WHAT YOU NEED TO DO:
Would you please output the data exactly, omitting no line?

ENTRIES SHOWN:
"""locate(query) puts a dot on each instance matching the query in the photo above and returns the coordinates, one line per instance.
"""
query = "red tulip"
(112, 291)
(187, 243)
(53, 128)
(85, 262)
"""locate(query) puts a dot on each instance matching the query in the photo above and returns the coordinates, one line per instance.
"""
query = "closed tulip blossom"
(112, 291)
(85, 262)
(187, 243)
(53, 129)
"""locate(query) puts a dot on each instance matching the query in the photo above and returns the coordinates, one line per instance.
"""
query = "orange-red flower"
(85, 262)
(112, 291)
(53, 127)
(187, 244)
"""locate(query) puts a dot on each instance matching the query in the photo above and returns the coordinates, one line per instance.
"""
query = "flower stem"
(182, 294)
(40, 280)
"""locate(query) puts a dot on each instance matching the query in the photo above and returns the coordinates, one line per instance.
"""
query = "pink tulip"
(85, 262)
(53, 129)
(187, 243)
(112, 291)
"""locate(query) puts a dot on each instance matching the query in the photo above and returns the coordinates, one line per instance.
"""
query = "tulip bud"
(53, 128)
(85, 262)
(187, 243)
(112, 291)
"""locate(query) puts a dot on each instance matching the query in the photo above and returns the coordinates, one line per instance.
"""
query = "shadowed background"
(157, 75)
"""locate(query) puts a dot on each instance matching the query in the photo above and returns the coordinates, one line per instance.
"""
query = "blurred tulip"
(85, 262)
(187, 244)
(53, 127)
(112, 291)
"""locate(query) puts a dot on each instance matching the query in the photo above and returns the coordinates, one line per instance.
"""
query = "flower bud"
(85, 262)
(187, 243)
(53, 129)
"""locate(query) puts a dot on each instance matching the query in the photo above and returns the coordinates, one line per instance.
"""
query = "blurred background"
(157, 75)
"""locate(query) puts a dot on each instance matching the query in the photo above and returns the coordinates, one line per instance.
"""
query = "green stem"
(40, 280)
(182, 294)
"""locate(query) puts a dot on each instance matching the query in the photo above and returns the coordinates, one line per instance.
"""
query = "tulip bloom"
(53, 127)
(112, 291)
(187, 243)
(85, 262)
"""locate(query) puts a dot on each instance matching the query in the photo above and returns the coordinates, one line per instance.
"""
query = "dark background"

EXERCISE RESPONSE:
"""locate(query) puts a dot on each instance matching the query in the photo above and returns the coordinates, one line per instance.
"""
query = "red tulip"
(112, 291)
(187, 243)
(53, 128)
(85, 262)
"""locate(query) puts a dot on each instance matching the query in the photo above and returns the coordinates, one line per instance.
"""
query = "closed tulip blossom"
(112, 291)
(85, 262)
(187, 243)
(53, 129)
"""locate(query) puts a dot on each instance matching the query in the photo above and returns the coordinates, one line per instance.
"""
query = "orange-red flower"
(85, 262)
(112, 291)
(53, 127)
(187, 244)
"""locate(query) puts a dot on each instance matching the query in the photo above and returns the coordinates, one line per instance.
"""
query = "flower stem"
(182, 294)
(40, 280)
"""locate(query) puts a dot on each instance matching the query in the photo above and returns the coordinates, one line per instance.
"""
query = "pink tulip"
(85, 262)
(53, 129)
(187, 243)
(112, 291)
"""locate(query) puts a dot on each instance matching the query in the photo above and returns the coordinates, one line per instance.
"""
query = "tulip bud"
(53, 128)
(85, 262)
(187, 243)
(112, 291)
"""locate(query) puts a dot on each instance matching the query in the photo above and returns the coordinates, one line per instance.
"""
query = "shadowed background"
(157, 75)
"""locate(query) puts a dot on each instance matching the query in the photo above and returns the coordinates, one line per instance.
"""
query = "blurred tulip"
(85, 262)
(187, 244)
(53, 127)
(112, 291)
"""locate(query) puts a dot on each instance matching the query in the photo above and returns the coordinates, one line per instance.
"""
query = "flower bud"
(85, 262)
(187, 243)
(53, 129)
"""locate(query) puts a dot on each instance matching the query in the photo above and returns the coordinates, one line per instance.
"""
query = "blurred background"
(157, 75)
"""locate(query) puts a dot on each instance matching the query in the photo above and returns the coordinates, one line per instance.
"""
query = "green stem"
(40, 280)
(182, 294)
"""locate(query) puts a dot on each instance matching the query in the photo above and returns the coordinates, one line per instance.
"""
query = "tulip bloom"
(53, 127)
(112, 291)
(187, 243)
(85, 262)
"""locate(query) puts a dot on each instance matching the query in the photo above and returns the coordinates, one line per instance.
"""
query = "dark background"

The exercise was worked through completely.